--- TASK BRIEF ---
In the article on diversity and inclusion, copy out everything from "Lead with inclusion" down to "a bottom-up approach.", changing "executive suite" to "C-suite".

**** SUPPLIED PASSAGE ****

This month’s release from Big Think+ is all about diversity and inclusion. These two intertwined objectives are on our minds a lot lately for their importance in the company cultures we strive to create, and for the benefits a workforce of many perspectives provides. We’ve also realized that their implementation is not as simple as checking-off demographic categories while hiring.

To get diversity and inclusion right requires a deep understanding that can only come from a thoughtful examination of the problems and opportunities they embody. This is exactly the kind of thing at which Big Think+’s self-directed learning programs excel: Each is a comprehensive exploration of an important, often complicated, business topic with instruction provided by renowned experts who share their experiences, successes, and insights in easily digestible videos.

A great example of this is the video “Move the Needle on Inclusion and Diversity,” by Kelly Palmer, Chief Learning Officer of Degreed, and former Chief Learning Officer of LinkedIn. In the video, she flips “diversity and inclusion” around. She’s come to view inclusion as the driver of long-lasting, self-perpetuating diversity.

Has focusing on diversity worked?

In her video, Palmer talks about how over the last 10 years many companies have tried to achieve greater diversity mostly through hiring, but have found that simply employing the under-represented isn’t enough to construct the kind of blended, dynamic workforces they sought. While representation percentages did go up a bit, that’s about as far as things got. Diversity without true inclusion, it turns out, might as well be tokenism that does no one any favors. Leading with diversity has been insufficient to, in Palmer’s phrase, “move the needle.”

Lead with inclusion

A better, more promising long-term solution, says Palmer, is to begin with inclusivity. At LinkedIn, Palmer says, “we want everybody that comes to LinkedIn to feel really great about being here and feeling like they belong.” She’s convinced that only when inclusion is in place can diversity really take root and become organically sustainable. After all, by then a company will have become accustomed to — likely even dependent upon — the myriad benefits a diverse body of talent provides.

Top-down and bottom-up

To become inclusive requires having the enthusiastic support of the executive suite, says Palmer, but that’s not all. Success requires both a top-down and a bottom-up approach.

**** RECORDED INFORMATION ****

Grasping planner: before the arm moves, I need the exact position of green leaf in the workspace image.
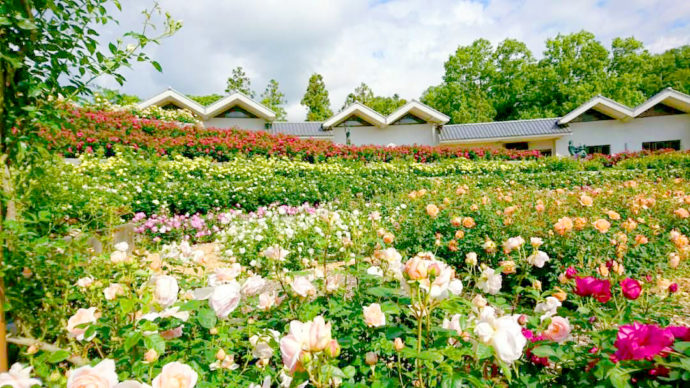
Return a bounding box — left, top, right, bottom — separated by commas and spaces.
48, 350, 70, 364
197, 309, 218, 329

****

--- TASK ANSWER ---
Lead with inclusion

A better, more promising long-term solution, says Palmer, is to begin with inclusivity. At LinkedIn, Palmer says, “we want everybody that comes to LinkedIn to feel really great about being here and feeling like they belong.” She’s convinced that only when inclusion is in place can diversity really take root and become organically sustainable. After all, by then a company will have become accustomed to — likely even dependent upon — the myriad benefits a diverse body of talent provides.

Top-down and bottom-up

To become inclusive requires having the enthusiastic support of the C-suite, says Palmer, but that’s not all. Success requires both a top-down and a bottom-up approach.